■ **Dataset entries**:
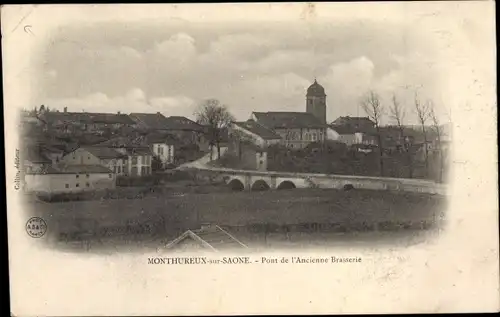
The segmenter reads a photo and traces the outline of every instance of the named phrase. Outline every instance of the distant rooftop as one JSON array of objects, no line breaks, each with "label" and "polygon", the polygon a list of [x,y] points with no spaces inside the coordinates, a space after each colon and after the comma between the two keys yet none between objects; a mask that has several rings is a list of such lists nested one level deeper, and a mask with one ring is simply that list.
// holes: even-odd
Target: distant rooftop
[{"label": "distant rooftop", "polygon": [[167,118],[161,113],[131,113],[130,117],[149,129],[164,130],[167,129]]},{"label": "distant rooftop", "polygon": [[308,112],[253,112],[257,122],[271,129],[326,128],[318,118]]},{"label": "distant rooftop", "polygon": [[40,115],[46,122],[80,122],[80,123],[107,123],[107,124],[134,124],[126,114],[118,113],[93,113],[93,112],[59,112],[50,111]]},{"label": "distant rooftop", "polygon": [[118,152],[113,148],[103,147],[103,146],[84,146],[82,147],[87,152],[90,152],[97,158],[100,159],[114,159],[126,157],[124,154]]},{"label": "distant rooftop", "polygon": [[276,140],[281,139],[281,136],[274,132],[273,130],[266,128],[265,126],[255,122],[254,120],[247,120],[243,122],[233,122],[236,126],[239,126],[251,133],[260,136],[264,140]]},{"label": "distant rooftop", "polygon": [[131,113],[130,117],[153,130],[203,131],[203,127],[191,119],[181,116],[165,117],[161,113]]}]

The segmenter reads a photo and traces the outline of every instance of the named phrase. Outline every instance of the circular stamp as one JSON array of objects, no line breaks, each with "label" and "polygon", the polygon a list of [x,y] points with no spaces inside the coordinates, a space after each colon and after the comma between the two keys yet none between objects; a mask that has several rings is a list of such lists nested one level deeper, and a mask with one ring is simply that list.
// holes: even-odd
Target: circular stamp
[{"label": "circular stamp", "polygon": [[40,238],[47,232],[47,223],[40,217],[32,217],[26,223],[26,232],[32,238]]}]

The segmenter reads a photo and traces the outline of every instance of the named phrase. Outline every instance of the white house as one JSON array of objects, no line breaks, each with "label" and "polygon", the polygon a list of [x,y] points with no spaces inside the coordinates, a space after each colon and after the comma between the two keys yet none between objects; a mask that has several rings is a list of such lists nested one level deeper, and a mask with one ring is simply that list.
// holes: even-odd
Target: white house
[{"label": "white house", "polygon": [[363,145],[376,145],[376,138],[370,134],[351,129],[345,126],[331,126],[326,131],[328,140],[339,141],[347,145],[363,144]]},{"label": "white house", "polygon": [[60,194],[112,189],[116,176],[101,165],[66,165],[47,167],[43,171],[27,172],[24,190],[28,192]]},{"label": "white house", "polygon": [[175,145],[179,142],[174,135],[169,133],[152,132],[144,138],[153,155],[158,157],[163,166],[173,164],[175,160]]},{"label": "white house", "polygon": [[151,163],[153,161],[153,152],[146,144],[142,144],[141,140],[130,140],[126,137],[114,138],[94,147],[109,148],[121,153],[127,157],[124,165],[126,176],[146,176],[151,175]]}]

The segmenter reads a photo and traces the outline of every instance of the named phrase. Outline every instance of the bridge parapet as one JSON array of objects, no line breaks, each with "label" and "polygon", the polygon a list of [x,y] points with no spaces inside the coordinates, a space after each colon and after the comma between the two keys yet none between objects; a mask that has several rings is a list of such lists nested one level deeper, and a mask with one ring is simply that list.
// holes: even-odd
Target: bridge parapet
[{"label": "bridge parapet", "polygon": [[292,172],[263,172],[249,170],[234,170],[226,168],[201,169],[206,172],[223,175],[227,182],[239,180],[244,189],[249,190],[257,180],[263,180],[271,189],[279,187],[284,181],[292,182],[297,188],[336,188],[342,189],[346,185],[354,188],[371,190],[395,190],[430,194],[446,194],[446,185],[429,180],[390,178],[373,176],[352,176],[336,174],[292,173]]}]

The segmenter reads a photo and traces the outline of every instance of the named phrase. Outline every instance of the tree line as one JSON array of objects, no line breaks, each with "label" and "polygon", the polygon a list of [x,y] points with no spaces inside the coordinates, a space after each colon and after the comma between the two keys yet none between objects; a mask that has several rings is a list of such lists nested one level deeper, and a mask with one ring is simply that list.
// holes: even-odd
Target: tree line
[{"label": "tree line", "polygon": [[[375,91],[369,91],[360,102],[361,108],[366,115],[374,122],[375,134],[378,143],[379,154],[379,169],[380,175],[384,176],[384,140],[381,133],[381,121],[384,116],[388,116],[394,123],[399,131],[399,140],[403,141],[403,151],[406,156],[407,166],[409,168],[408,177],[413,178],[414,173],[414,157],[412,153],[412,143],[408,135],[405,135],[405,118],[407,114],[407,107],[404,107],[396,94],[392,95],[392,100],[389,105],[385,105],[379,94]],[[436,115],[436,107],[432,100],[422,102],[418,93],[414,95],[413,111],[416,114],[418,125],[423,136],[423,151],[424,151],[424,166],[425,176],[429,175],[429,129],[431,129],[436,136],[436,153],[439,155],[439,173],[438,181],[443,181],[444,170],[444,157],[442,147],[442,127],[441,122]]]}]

■ **Exercise brief**: Leave out the pictures; repeat the data exactly.

■ **Response to this exercise**:
The segmenter reads a photo and traces the outline of every instance of the named phrase. Outline every instance of the distant rooftop as one JSON array of objects, no line breaks, each with "label" and "polygon", the polygon a list of [x,y] points with no spaces inside the coordinates, a space after each colon and after the comma between the two keys yet none between objects; a mask that has several rings is a list of such lists nested one level deeper, and a mask with one ring is simply that list.
// holes: even-odd
Target: distant rooftop
[{"label": "distant rooftop", "polygon": [[167,118],[161,113],[131,113],[130,117],[149,129],[164,130],[167,129]]},{"label": "distant rooftop", "polygon": [[308,112],[253,112],[257,122],[271,129],[326,128],[318,118]]},{"label": "distant rooftop", "polygon": [[40,115],[46,122],[80,122],[80,123],[107,123],[107,124],[134,124],[126,114],[118,113],[93,113],[93,112],[59,112],[50,111]]},{"label": "distant rooftop", "polygon": [[118,152],[113,148],[103,147],[103,146],[84,146],[82,147],[87,152],[90,152],[97,158],[100,159],[114,159],[126,157],[124,154]]},{"label": "distant rooftop", "polygon": [[276,140],[281,139],[281,136],[274,132],[273,130],[266,128],[265,126],[255,122],[254,120],[247,120],[243,122],[233,122],[236,126],[239,126],[251,133],[260,136],[264,140]]},{"label": "distant rooftop", "polygon": [[131,113],[130,117],[153,130],[203,131],[203,127],[191,119],[181,116],[165,117],[161,113]]}]

The segmenter reads a photo and traces the outline of every instance of the named phrase. Outline every instance of the circular stamp as one JSON array of objects, no line breaks, each with "label" and "polygon", the polygon a list of [x,y] points with no spaces inside the coordinates, a space after each colon and after the comma between the two keys yet none between objects; a mask that has several rings is a list of such lists nested one level deeper, and a mask with one ring is simply that list.
// holes: even-odd
Target: circular stamp
[{"label": "circular stamp", "polygon": [[40,238],[47,232],[47,223],[40,217],[32,217],[26,223],[26,232],[32,238]]}]

The segmenter reads a photo and traces the outline of every instance of the named phrase. Outline every instance of the white house as one JSON array of objects, no line breaks, each with "label" and "polygon", the polygon a list of [x,y] points with no spaces inside the coordinates, a space after each colon and after the comma between the two keys yet none between objects; a mask that has several rings is a list of such lists nested one level deeper, and a mask with one ring is simply that list.
// holes: even-odd
Target: white house
[{"label": "white house", "polygon": [[363,145],[376,145],[376,138],[370,134],[351,129],[345,126],[331,126],[326,131],[328,140],[339,141],[347,145],[363,144]]},{"label": "white house", "polygon": [[60,194],[112,189],[116,176],[101,165],[66,165],[47,167],[43,171],[27,172],[24,190],[28,192]]},{"label": "white house", "polygon": [[175,145],[179,142],[174,135],[169,133],[152,132],[144,138],[153,155],[158,157],[163,166],[173,164],[175,160]]},{"label": "white house", "polygon": [[151,163],[153,161],[153,152],[146,144],[142,144],[141,140],[130,140],[126,137],[114,138],[94,147],[109,148],[121,153],[127,157],[124,165],[126,176],[146,176],[151,175]]}]

The segmenter reads a photo and traces the outline of every instance of the named phrase. Outline every instance of the bridge parapet as one JSON array of objects, no line breaks, each with "label" and "polygon", the polygon a list of [x,y] points with no spaces inside the coordinates, a space after each colon and after the comma between the two keys yet none between objects; a mask that has several rings is a list of such lists nested one level deeper, and a mask with one ring is simply that list.
// holes: even-odd
Target: bridge parapet
[{"label": "bridge parapet", "polygon": [[292,172],[263,172],[249,170],[234,170],[226,168],[201,169],[206,172],[223,175],[227,182],[239,180],[244,189],[249,190],[257,180],[263,180],[271,189],[279,187],[284,181],[292,182],[297,188],[336,188],[342,189],[346,185],[354,188],[371,190],[395,190],[430,194],[446,194],[446,185],[429,180],[390,178],[373,176],[352,176],[336,174],[292,173]]}]

The segmenter reads a photo and traces the outline of every instance of the named phrase. Outline every instance of the tree line as one JSON array of objects, no line breaks, each with "label" and "polygon", the polygon a list of [x,y] points with no spaces inside the coordinates, a space after each colon and after the comma between the two keys yet none between objects; a mask that has several rings is a list of such lists nested one level deeper, and a mask with one ring is simply that list.
// holes: even-odd
Target: tree line
[{"label": "tree line", "polygon": [[[375,91],[369,91],[360,102],[361,108],[366,115],[374,122],[375,134],[378,143],[379,154],[379,169],[380,175],[384,176],[384,140],[381,133],[381,121],[384,116],[388,116],[394,123],[399,131],[399,140],[403,141],[403,151],[406,156],[407,166],[409,168],[408,177],[413,178],[414,173],[414,157],[412,153],[412,143],[408,135],[405,135],[405,118],[407,114],[407,107],[404,107],[396,94],[392,95],[392,100],[389,105],[385,105],[379,94]],[[436,115],[436,107],[432,100],[422,102],[418,93],[414,95],[413,111],[416,114],[418,125],[423,136],[423,151],[424,151],[424,166],[425,176],[429,175],[429,129],[431,129],[436,136],[436,153],[439,155],[439,173],[438,181],[443,181],[444,170],[444,157],[442,147],[442,127],[441,122]]]}]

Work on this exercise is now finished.